(Entries drawn from a collection)
=====

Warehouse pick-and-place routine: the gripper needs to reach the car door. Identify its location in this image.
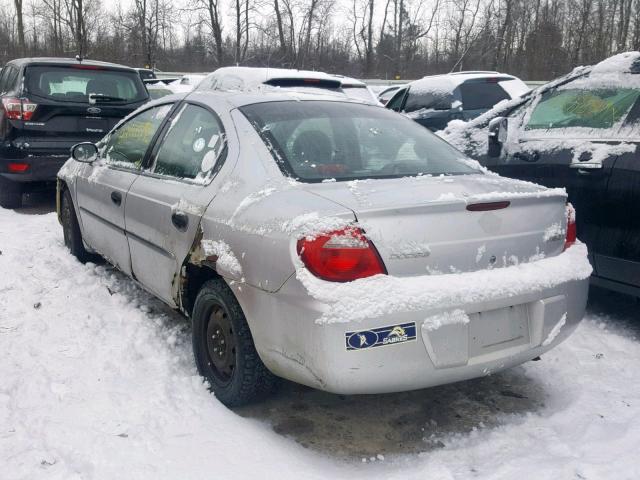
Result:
[595,146,640,288]
[125,103,227,306]
[76,104,172,274]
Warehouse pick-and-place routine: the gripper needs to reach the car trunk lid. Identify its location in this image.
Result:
[305,175,566,276]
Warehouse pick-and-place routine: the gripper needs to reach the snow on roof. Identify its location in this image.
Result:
[591,52,640,76]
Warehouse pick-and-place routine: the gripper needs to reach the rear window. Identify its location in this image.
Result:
[25,66,148,104]
[342,85,376,103]
[241,101,479,182]
[460,79,511,110]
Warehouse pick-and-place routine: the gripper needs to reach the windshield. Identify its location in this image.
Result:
[240,101,480,182]
[25,65,148,104]
[526,88,640,130]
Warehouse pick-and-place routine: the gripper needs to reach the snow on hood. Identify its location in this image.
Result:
[296,243,592,324]
[436,52,640,156]
[301,172,566,212]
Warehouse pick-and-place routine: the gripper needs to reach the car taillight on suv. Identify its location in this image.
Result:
[2,97,38,121]
[564,203,578,250]
[297,227,387,282]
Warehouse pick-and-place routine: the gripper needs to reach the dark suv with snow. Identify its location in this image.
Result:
[386,72,530,132]
[0,58,149,208]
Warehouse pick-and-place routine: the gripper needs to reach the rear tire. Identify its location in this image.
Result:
[0,177,22,208]
[60,190,96,263]
[192,278,278,407]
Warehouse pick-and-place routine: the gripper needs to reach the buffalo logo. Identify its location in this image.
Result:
[347,330,378,350]
[345,323,416,350]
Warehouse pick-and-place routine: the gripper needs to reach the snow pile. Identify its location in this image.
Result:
[296,244,592,323]
[229,187,277,222]
[0,209,640,480]
[171,198,205,217]
[422,309,470,332]
[200,240,242,277]
[542,222,566,242]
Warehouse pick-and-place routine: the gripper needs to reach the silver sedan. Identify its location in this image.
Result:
[58,92,591,405]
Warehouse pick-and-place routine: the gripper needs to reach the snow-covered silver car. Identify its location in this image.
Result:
[58,92,591,405]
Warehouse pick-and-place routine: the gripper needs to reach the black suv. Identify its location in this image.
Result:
[0,58,149,208]
[443,52,640,297]
[386,72,530,132]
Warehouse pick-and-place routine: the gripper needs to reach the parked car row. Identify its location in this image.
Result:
[2,54,640,405]
[0,58,149,208]
[443,52,640,296]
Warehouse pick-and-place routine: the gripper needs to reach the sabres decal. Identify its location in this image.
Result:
[344,322,416,350]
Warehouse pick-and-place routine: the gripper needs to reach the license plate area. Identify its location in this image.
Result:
[469,304,530,358]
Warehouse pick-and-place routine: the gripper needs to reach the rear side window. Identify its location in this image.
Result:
[101,104,173,170]
[152,104,226,181]
[404,88,455,113]
[342,86,376,103]
[460,80,511,110]
[240,101,479,182]
[25,66,148,104]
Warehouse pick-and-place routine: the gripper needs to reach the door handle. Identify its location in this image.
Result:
[171,212,189,231]
[513,152,540,163]
[111,192,122,206]
[569,162,603,175]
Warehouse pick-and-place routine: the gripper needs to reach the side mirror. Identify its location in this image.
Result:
[488,117,509,157]
[71,142,98,163]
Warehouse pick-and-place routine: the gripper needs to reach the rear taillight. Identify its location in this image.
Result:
[298,227,387,282]
[2,97,38,121]
[564,203,578,250]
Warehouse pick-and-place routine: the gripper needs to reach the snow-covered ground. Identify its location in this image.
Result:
[0,209,640,480]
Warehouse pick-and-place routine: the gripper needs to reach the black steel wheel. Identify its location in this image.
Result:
[191,278,278,407]
[60,189,101,263]
[207,303,236,384]
[0,177,22,208]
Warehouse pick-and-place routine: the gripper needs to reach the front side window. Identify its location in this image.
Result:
[99,104,173,169]
[525,88,640,130]
[459,79,511,110]
[152,104,226,181]
[241,101,479,182]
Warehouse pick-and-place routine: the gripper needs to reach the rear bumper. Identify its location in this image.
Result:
[238,246,589,394]
[0,154,69,183]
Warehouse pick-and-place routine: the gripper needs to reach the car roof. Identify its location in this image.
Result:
[7,57,136,72]
[202,67,367,89]
[408,72,518,92]
[185,89,372,110]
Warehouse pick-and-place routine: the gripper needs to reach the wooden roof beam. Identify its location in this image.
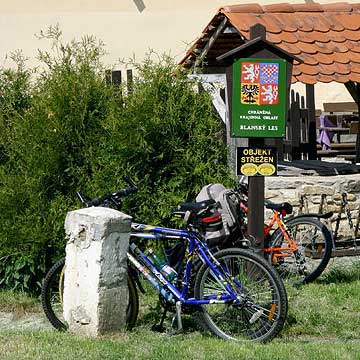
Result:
[194,16,228,68]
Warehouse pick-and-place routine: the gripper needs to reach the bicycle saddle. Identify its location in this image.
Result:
[265,201,292,214]
[178,199,216,211]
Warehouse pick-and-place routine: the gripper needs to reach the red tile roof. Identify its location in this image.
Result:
[181,2,360,84]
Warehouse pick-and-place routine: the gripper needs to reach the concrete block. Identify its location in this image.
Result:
[63,207,131,337]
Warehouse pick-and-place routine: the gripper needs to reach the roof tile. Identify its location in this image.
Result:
[261,16,284,34]
[322,2,352,12]
[316,74,334,83]
[182,2,360,84]
[293,3,324,12]
[296,42,322,54]
[326,41,349,53]
[331,63,351,75]
[323,13,345,31]
[350,52,360,63]
[349,73,360,83]
[279,31,299,44]
[331,52,352,64]
[274,13,298,32]
[311,52,334,65]
[297,64,319,75]
[287,13,314,31]
[336,13,360,30]
[312,41,340,54]
[296,74,317,84]
[266,32,282,44]
[279,42,302,55]
[333,74,351,83]
[342,29,360,41]
[220,4,264,14]
[309,31,330,42]
[263,3,295,13]
[321,31,346,43]
[317,63,335,75]
[346,41,360,53]
[300,53,320,65]
[309,13,331,32]
[296,31,320,44]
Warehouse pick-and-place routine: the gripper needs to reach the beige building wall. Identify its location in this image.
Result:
[0,0,357,107]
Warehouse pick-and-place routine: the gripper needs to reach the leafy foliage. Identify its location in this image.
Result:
[0,27,231,292]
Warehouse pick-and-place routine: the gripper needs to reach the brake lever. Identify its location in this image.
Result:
[76,191,88,207]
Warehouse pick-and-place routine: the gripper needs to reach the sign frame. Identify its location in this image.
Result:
[231,57,287,138]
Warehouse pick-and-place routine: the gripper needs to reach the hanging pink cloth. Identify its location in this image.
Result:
[317,115,335,150]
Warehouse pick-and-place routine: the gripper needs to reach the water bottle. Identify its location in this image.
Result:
[148,249,177,282]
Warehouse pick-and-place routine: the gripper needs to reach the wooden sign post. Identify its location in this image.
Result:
[217,24,301,254]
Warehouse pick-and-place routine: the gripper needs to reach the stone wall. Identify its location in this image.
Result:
[265,174,360,238]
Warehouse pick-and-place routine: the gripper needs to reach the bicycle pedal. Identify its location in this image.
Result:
[249,310,264,324]
[166,328,184,336]
[151,324,166,333]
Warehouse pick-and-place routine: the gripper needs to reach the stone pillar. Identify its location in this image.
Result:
[63,207,131,337]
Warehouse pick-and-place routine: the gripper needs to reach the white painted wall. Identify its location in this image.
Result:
[0,0,357,107]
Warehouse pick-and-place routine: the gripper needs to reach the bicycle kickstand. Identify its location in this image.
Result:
[170,301,183,335]
[151,309,167,332]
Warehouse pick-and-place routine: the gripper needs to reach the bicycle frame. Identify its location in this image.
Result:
[240,202,298,259]
[127,223,240,306]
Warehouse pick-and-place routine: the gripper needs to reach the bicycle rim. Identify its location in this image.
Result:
[41,258,139,330]
[195,249,287,342]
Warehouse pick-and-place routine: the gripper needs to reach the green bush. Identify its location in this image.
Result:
[0,28,231,293]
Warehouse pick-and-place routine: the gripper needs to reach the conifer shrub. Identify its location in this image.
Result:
[0,27,231,293]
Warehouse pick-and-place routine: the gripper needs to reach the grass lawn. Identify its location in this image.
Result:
[0,262,360,360]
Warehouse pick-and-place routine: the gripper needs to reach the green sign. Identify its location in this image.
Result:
[236,147,277,176]
[231,59,287,138]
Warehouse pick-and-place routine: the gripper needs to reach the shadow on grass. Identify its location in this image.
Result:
[317,261,360,284]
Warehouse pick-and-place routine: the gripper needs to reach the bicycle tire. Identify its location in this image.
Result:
[41,258,139,331]
[195,248,288,342]
[268,216,333,284]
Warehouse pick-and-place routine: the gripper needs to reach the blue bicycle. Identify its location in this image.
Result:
[42,181,287,342]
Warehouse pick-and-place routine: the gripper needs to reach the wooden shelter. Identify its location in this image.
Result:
[180,2,360,162]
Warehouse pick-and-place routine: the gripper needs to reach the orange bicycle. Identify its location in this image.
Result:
[235,184,333,284]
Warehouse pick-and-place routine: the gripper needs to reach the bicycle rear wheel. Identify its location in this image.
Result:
[41,258,139,330]
[195,248,287,342]
[269,216,333,284]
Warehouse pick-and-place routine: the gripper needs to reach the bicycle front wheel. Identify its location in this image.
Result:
[195,248,287,342]
[41,258,139,330]
[269,216,333,284]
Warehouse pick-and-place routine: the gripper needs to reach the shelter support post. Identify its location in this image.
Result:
[306,84,317,160]
[345,81,360,164]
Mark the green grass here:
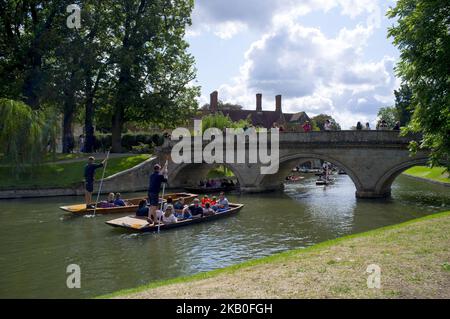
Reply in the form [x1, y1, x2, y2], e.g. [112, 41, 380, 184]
[403, 166, 450, 183]
[0, 154, 150, 190]
[97, 211, 450, 298]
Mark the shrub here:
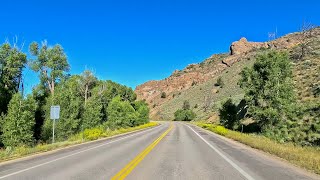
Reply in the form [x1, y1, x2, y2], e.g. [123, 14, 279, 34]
[174, 109, 196, 121]
[1, 93, 36, 147]
[83, 128, 103, 140]
[182, 100, 190, 110]
[219, 98, 238, 129]
[214, 77, 224, 88]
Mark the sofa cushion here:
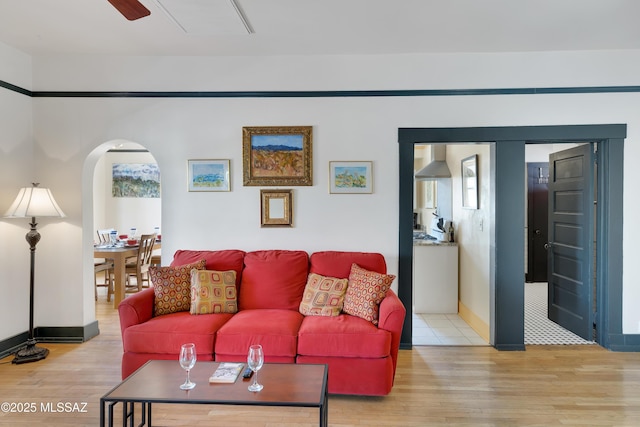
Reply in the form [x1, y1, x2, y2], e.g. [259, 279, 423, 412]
[309, 251, 387, 279]
[238, 250, 309, 312]
[298, 314, 391, 358]
[190, 269, 238, 314]
[300, 273, 349, 316]
[171, 249, 244, 287]
[122, 311, 233, 354]
[215, 309, 303, 361]
[149, 260, 205, 316]
[342, 264, 396, 325]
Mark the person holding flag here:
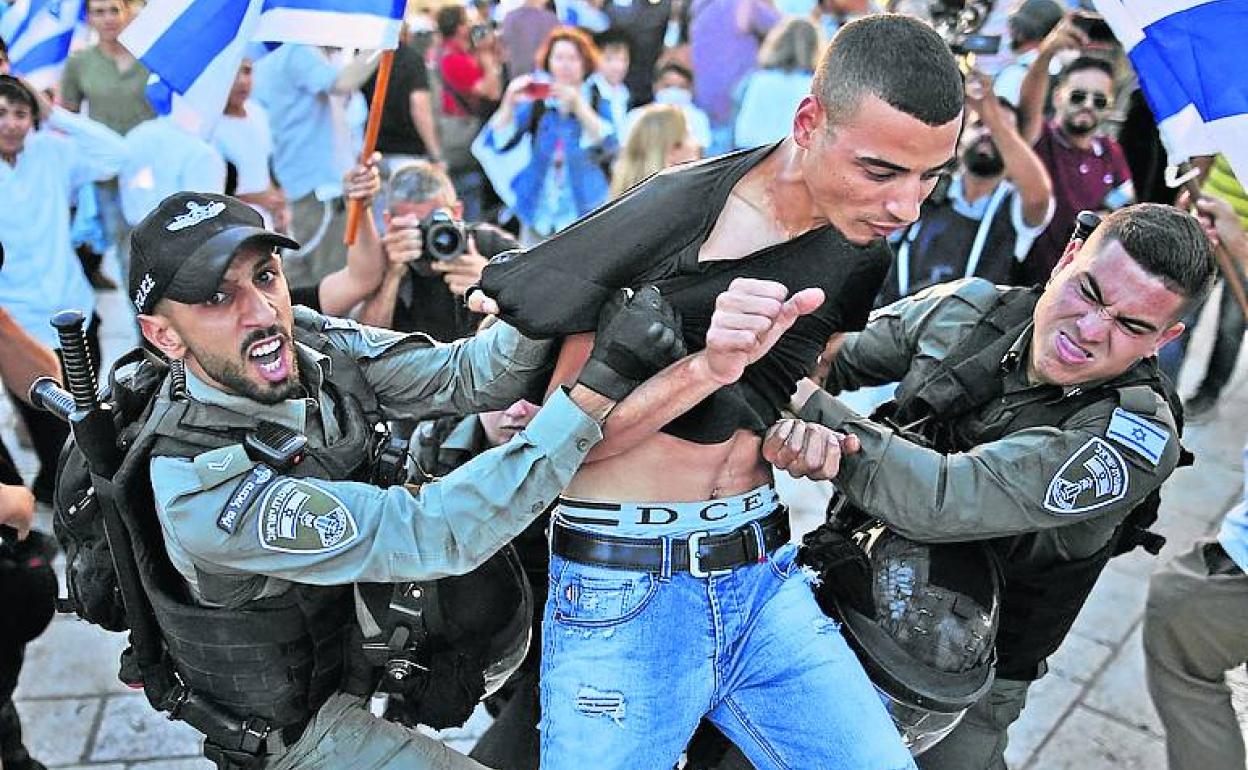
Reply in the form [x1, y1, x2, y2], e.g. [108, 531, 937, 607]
[0, 0, 86, 89]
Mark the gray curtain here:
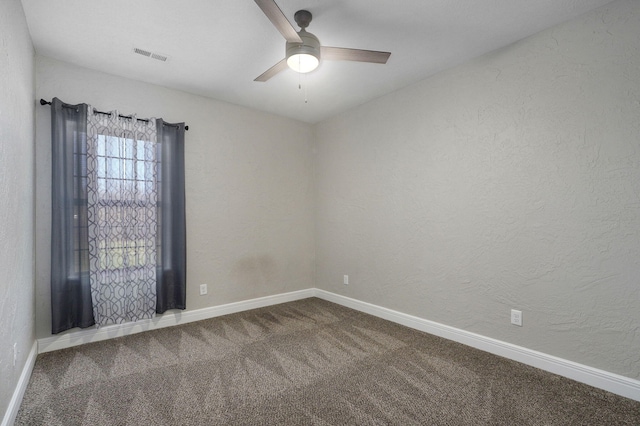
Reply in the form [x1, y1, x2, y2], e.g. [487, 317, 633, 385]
[156, 119, 187, 314]
[51, 98, 94, 334]
[51, 98, 186, 334]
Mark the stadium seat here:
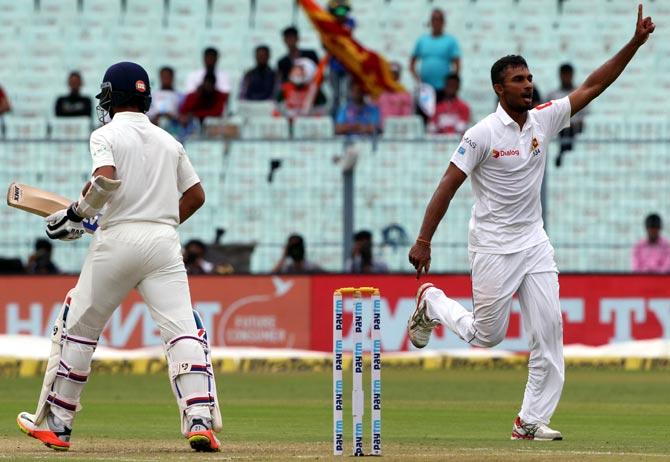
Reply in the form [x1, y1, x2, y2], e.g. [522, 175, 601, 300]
[293, 117, 335, 140]
[236, 100, 275, 118]
[5, 116, 47, 140]
[49, 117, 91, 140]
[384, 116, 425, 139]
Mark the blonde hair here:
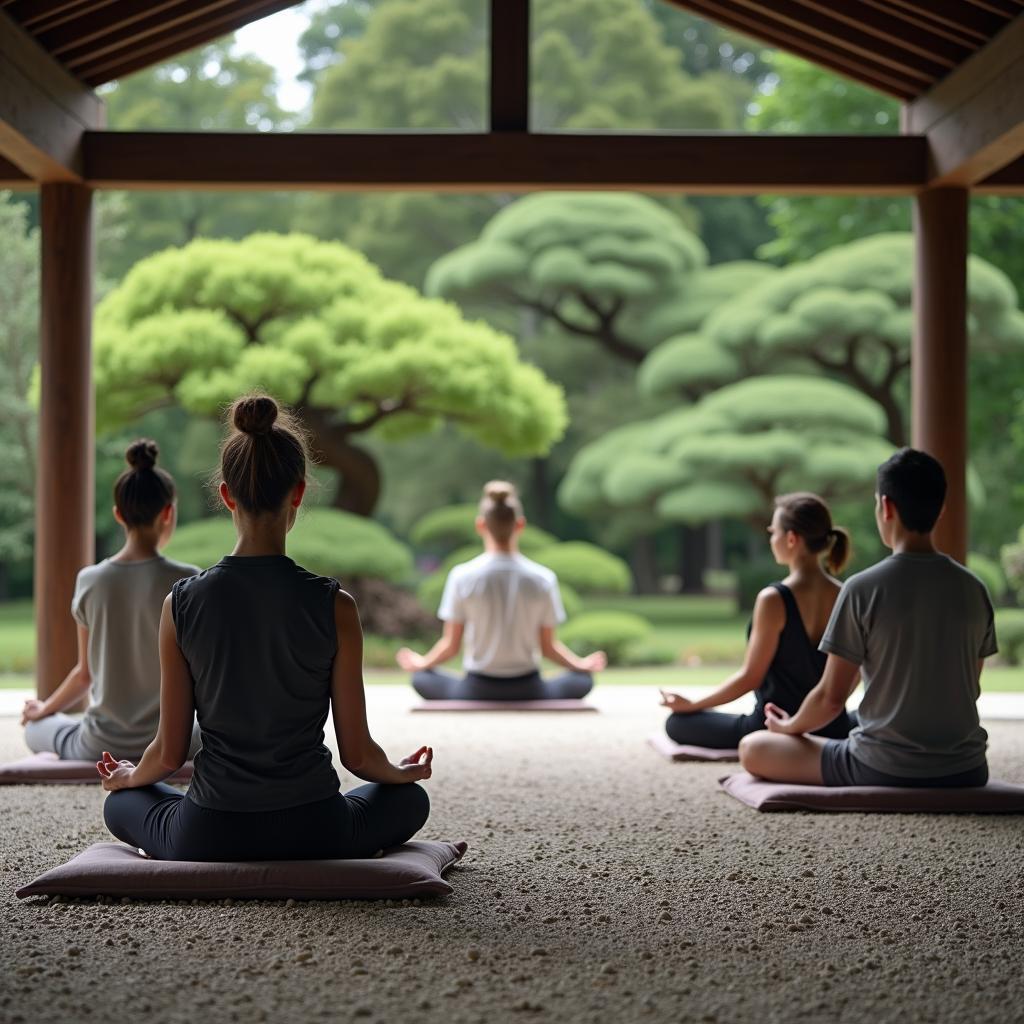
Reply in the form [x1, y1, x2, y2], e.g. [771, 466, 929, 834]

=====

> [Stated goal]: Pick out each line in the records above that contains the word "front", and copy those lines with nothing changed.

> [Task output]:
Warehouse pick-and-place routine: the gripper needs to reach the front side window. Identify its location in this image.
Warehouse pick-and-place routine: the gripper needs to reach the bicycle front wheel. Identify its location in this image.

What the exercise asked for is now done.